Aim of the task:
Starting at the line that contains "Where can you spot the black hair?", restate each line word for word through the final line of the data, keeping both ends.

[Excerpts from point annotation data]
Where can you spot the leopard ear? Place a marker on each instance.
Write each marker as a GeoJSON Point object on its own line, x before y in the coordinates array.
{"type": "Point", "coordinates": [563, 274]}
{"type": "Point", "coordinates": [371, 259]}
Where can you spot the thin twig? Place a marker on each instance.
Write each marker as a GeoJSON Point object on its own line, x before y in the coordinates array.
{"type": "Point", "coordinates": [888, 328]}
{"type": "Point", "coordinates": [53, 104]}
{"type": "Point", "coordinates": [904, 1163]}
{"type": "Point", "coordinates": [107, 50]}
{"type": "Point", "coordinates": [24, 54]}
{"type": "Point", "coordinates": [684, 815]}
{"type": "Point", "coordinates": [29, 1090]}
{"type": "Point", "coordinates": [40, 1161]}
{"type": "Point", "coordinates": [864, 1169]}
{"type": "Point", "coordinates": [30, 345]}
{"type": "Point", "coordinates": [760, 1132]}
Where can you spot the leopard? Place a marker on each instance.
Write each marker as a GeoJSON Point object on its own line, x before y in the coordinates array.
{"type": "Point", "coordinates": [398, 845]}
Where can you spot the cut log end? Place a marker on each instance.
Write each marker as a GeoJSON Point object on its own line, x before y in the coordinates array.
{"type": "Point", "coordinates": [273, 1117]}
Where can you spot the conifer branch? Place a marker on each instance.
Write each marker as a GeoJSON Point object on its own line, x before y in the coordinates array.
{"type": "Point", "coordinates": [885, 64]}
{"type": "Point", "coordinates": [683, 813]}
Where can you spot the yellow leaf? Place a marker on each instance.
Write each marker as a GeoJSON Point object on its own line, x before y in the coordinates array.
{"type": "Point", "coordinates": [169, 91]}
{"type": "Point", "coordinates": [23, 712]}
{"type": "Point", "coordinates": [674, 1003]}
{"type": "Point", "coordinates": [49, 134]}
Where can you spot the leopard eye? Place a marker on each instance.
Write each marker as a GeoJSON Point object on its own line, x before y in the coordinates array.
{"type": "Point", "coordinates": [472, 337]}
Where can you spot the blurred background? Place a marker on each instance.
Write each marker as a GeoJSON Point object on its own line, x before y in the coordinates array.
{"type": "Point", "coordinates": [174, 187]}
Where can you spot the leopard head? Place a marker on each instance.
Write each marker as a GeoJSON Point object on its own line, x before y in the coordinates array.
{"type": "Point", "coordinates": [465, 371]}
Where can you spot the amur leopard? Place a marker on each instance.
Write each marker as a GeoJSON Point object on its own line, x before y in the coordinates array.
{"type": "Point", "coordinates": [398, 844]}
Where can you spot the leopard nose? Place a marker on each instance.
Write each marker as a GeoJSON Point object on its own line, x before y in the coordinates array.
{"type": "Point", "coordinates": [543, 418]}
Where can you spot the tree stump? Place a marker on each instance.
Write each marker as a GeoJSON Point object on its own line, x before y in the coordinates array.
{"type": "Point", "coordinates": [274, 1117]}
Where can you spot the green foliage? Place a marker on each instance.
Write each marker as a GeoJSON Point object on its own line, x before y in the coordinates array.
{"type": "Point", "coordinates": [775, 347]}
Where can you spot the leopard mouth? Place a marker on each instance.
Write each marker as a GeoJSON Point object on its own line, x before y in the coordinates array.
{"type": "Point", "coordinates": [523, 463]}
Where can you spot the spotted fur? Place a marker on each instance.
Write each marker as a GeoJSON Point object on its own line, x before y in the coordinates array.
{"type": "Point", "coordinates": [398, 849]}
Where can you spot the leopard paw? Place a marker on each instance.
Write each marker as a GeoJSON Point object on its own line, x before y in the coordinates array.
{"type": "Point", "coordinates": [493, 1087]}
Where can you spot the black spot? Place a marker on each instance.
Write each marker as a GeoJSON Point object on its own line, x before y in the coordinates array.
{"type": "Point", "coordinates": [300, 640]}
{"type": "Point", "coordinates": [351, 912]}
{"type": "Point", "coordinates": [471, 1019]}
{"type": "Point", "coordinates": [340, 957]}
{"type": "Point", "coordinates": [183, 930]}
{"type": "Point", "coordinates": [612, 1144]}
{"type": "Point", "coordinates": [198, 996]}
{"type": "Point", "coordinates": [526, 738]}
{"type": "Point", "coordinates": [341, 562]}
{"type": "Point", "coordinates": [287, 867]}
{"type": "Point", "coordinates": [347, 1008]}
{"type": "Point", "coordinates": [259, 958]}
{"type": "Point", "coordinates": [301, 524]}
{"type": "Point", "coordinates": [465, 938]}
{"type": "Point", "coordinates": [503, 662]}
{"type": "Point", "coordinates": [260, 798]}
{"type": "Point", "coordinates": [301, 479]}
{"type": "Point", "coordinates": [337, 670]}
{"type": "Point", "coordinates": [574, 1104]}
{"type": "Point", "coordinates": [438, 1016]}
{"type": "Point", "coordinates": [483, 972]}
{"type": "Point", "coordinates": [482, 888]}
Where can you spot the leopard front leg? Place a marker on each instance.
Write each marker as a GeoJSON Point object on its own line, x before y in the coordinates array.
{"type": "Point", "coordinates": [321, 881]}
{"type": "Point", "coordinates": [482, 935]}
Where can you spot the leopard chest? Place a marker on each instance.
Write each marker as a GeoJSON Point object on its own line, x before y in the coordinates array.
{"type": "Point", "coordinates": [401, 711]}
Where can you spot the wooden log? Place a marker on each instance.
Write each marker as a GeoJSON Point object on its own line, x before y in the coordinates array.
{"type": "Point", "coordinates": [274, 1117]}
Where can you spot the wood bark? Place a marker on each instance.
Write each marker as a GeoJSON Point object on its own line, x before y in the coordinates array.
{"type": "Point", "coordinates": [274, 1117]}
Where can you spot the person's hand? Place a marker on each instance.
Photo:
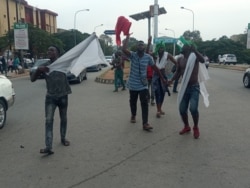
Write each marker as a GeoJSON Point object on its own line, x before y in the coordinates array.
{"type": "Point", "coordinates": [150, 40]}
{"type": "Point", "coordinates": [170, 82]}
{"type": "Point", "coordinates": [43, 69]}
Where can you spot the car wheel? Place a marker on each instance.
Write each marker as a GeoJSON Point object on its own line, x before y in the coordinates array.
{"type": "Point", "coordinates": [2, 114]}
{"type": "Point", "coordinates": [79, 80]}
{"type": "Point", "coordinates": [246, 81]}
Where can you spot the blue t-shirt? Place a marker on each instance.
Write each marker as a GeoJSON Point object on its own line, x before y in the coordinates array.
{"type": "Point", "coordinates": [138, 71]}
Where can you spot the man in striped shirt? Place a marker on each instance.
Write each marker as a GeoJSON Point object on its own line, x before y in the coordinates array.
{"type": "Point", "coordinates": [137, 81]}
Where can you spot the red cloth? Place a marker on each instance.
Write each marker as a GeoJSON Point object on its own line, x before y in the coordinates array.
{"type": "Point", "coordinates": [149, 72]}
{"type": "Point", "coordinates": [122, 25]}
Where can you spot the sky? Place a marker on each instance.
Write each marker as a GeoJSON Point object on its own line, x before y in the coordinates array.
{"type": "Point", "coordinates": [213, 18]}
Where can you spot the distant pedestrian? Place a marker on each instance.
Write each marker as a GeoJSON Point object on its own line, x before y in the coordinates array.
{"type": "Point", "coordinates": [10, 65]}
{"type": "Point", "coordinates": [118, 65]}
{"type": "Point", "coordinates": [137, 81]}
{"type": "Point", "coordinates": [160, 89]}
{"type": "Point", "coordinates": [4, 66]}
{"type": "Point", "coordinates": [58, 89]}
{"type": "Point", "coordinates": [16, 64]}
{"type": "Point", "coordinates": [188, 66]}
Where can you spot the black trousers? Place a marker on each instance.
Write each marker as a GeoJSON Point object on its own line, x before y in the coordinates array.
{"type": "Point", "coordinates": [144, 103]}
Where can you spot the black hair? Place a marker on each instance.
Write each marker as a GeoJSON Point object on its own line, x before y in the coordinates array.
{"type": "Point", "coordinates": [57, 49]}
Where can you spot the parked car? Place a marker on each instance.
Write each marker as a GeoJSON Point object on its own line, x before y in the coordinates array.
{"type": "Point", "coordinates": [246, 78]}
{"type": "Point", "coordinates": [228, 59]}
{"type": "Point", "coordinates": [109, 59]}
{"type": "Point", "coordinates": [94, 68]}
{"type": "Point", "coordinates": [82, 76]}
{"type": "Point", "coordinates": [206, 61]}
{"type": "Point", "coordinates": [38, 63]}
{"type": "Point", "coordinates": [7, 98]}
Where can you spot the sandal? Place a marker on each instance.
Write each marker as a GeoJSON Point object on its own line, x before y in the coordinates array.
{"type": "Point", "coordinates": [158, 114]}
{"type": "Point", "coordinates": [46, 151]}
{"type": "Point", "coordinates": [65, 142]}
{"type": "Point", "coordinates": [147, 127]}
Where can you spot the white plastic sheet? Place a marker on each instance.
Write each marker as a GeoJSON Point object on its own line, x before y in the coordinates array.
{"type": "Point", "coordinates": [85, 54]}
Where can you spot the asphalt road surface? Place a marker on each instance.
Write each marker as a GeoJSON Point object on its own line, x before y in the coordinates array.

Reply to the exercise:
Where can you spot the black hair? Place a marker on each instance.
Write each marker as a GeoJSON Point object on its own line, x before y in the coordinates array.
{"type": "Point", "coordinates": [57, 49]}
Where can you spot the parked car? Place a marker on each instance.
Write each marker as a GeoJSON Point object on its own line, x before y in the coordinates array.
{"type": "Point", "coordinates": [246, 78]}
{"type": "Point", "coordinates": [228, 59]}
{"type": "Point", "coordinates": [109, 59]}
{"type": "Point", "coordinates": [94, 68]}
{"type": "Point", "coordinates": [82, 76]}
{"type": "Point", "coordinates": [206, 61]}
{"type": "Point", "coordinates": [38, 63]}
{"type": "Point", "coordinates": [7, 98]}
Where can you spot the sandal? Place a marker on each instance.
Write each marker as a GeoJSON Point object on its own line, x before y in the coordinates array.
{"type": "Point", "coordinates": [158, 114]}
{"type": "Point", "coordinates": [46, 151]}
{"type": "Point", "coordinates": [65, 142]}
{"type": "Point", "coordinates": [147, 127]}
Where can you spot the white plastic sheet? Place a marker on each instance.
Write each marker as a GeoJSON Point object on its own line, x before y in the coordinates array.
{"type": "Point", "coordinates": [85, 54]}
Where can you spot the asphalt road surface? Place a marker on each instance.
Write each marker as a GeoJSON Point object on its own line, x before y in the coordinates array.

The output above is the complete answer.